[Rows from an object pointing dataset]
++++++

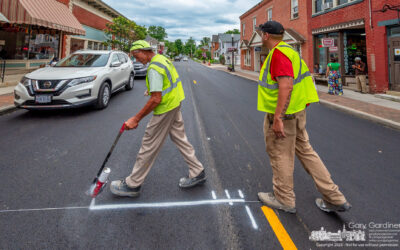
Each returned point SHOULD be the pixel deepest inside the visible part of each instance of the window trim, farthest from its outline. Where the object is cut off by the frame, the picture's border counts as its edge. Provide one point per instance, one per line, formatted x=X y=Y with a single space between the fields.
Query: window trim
x=269 y=17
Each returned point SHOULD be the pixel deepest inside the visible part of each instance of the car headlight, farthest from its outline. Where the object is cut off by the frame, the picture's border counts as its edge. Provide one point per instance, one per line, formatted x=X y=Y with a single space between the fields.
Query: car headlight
x=78 y=81
x=25 y=81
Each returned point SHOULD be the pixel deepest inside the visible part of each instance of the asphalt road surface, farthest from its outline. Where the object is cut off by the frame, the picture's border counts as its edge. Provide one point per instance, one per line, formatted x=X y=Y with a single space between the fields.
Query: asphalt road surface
x=48 y=160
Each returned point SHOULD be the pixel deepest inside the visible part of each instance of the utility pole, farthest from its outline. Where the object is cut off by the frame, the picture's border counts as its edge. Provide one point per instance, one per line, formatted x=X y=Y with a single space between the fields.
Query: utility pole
x=233 y=56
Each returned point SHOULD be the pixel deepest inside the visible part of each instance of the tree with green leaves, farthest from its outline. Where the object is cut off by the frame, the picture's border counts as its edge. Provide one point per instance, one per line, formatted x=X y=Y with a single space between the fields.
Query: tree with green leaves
x=179 y=46
x=125 y=32
x=157 y=32
x=234 y=31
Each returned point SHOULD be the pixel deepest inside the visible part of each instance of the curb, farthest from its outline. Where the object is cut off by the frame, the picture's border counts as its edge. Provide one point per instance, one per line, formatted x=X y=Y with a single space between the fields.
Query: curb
x=363 y=115
x=388 y=97
x=7 y=109
x=377 y=119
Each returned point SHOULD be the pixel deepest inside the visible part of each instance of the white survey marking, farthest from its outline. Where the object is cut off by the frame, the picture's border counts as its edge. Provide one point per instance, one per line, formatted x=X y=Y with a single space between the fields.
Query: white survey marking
x=251 y=218
x=42 y=209
x=166 y=204
x=213 y=195
x=228 y=196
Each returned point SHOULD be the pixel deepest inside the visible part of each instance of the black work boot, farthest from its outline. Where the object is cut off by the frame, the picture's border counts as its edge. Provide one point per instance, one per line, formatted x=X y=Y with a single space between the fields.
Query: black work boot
x=120 y=188
x=329 y=207
x=186 y=182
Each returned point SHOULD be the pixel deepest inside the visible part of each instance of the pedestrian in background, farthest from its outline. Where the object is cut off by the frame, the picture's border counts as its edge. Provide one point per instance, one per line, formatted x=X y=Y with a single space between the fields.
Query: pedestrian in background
x=334 y=82
x=165 y=88
x=317 y=69
x=361 y=79
x=285 y=89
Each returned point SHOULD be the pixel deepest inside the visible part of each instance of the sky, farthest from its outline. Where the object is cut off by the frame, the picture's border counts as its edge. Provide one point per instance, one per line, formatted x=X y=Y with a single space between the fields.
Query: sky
x=183 y=19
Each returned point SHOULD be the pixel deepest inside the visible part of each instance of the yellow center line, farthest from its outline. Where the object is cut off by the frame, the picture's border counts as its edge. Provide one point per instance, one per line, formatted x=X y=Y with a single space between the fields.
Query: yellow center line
x=278 y=228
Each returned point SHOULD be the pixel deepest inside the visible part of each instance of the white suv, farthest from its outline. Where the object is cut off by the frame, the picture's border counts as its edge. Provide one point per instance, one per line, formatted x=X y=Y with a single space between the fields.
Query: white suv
x=85 y=77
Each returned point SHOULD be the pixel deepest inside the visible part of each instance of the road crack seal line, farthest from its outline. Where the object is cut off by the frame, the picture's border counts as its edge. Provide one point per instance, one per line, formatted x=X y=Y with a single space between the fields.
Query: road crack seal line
x=226 y=226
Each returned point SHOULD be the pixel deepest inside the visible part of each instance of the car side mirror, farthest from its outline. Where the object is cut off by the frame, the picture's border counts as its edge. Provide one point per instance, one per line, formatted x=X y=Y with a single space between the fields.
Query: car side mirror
x=115 y=64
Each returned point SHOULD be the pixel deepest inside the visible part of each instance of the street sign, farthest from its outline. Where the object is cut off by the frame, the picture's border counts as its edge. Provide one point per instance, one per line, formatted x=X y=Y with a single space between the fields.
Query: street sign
x=328 y=42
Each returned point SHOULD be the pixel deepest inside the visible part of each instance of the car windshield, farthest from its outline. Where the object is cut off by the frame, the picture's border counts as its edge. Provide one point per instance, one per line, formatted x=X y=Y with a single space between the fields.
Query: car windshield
x=84 y=60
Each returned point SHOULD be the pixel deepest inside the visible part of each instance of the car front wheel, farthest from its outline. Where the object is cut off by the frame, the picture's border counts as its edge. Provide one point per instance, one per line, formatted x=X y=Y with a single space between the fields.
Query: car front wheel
x=131 y=82
x=104 y=96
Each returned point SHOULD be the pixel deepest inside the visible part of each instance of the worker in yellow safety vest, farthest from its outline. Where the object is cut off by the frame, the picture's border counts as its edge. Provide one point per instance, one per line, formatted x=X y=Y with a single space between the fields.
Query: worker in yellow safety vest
x=285 y=89
x=166 y=94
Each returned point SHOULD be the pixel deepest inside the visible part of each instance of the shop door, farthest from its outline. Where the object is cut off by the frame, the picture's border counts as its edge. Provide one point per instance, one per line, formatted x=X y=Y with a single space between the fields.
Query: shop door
x=395 y=63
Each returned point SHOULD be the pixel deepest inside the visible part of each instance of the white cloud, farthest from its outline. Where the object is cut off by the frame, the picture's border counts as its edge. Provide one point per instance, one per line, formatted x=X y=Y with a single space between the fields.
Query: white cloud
x=185 y=18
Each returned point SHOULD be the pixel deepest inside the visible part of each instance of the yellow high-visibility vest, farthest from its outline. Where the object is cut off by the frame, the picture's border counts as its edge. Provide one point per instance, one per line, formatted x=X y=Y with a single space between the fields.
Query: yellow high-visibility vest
x=172 y=91
x=303 y=92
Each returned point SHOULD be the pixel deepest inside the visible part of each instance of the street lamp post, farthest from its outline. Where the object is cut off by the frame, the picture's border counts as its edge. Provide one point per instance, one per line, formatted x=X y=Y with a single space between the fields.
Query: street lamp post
x=233 y=58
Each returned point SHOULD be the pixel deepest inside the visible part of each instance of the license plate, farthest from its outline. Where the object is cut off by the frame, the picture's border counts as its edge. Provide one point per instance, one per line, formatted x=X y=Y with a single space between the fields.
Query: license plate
x=43 y=98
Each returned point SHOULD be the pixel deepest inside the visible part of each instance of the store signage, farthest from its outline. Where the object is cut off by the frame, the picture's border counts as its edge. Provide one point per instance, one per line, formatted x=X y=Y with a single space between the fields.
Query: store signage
x=333 y=49
x=328 y=42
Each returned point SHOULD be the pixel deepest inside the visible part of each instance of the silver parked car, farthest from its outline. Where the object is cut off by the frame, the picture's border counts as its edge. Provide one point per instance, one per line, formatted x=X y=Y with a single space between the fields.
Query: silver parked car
x=85 y=77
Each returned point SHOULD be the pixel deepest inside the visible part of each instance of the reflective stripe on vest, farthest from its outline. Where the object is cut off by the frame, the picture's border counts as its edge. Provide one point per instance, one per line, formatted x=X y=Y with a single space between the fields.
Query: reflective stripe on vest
x=173 y=84
x=299 y=78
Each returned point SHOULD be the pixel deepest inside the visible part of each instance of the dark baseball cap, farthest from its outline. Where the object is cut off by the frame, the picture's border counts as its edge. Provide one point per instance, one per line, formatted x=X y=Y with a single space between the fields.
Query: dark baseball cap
x=272 y=27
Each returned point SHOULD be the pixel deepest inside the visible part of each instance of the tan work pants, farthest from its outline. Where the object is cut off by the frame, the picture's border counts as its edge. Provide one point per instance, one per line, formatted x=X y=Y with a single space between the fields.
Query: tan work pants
x=281 y=154
x=157 y=130
x=361 y=82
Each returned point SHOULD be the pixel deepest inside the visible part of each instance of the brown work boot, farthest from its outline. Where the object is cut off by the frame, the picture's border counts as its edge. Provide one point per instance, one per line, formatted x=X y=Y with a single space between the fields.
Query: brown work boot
x=329 y=207
x=270 y=200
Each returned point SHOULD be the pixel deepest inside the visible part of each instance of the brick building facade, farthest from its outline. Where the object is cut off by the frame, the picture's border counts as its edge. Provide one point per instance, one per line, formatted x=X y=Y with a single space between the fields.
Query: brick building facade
x=93 y=15
x=293 y=17
x=357 y=28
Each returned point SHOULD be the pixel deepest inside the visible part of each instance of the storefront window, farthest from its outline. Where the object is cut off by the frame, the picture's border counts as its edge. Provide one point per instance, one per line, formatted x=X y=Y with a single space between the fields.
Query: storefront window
x=43 y=46
x=321 y=52
x=318 y=5
x=19 y=45
x=333 y=50
x=354 y=46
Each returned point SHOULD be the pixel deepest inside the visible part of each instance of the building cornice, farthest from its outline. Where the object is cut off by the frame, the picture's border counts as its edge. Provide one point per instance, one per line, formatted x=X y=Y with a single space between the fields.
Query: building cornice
x=351 y=24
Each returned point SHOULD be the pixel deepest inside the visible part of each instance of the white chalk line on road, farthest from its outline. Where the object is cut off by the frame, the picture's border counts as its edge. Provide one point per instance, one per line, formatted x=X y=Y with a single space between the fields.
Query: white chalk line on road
x=134 y=205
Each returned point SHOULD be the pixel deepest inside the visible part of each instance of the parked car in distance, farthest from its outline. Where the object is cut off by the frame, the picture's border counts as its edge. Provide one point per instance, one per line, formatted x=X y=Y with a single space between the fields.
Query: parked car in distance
x=86 y=77
x=140 y=69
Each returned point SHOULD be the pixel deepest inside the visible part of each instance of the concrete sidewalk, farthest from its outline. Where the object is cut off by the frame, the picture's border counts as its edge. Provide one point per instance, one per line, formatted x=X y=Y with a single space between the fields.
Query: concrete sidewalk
x=367 y=106
x=7 y=99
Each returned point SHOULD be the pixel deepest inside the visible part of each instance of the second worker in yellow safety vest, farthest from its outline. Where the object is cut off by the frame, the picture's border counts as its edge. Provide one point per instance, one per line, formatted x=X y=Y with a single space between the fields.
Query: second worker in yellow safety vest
x=285 y=89
x=165 y=87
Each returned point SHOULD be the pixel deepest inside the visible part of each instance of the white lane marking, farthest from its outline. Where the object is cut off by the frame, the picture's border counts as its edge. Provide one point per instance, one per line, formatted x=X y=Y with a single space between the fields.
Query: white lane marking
x=42 y=209
x=228 y=196
x=139 y=205
x=92 y=203
x=213 y=195
x=251 y=218
x=166 y=204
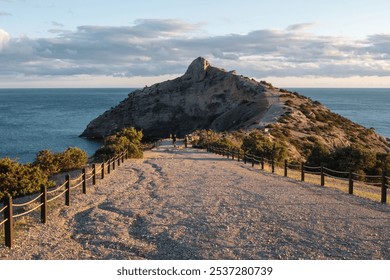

++++++

◆ **EXERCISE DIRECTIONS**:
How many lines of the material above contain the string "boot", with case counting? Reply with the number alone.

◆ **RESULT FOR THIS EXERCISE**:
4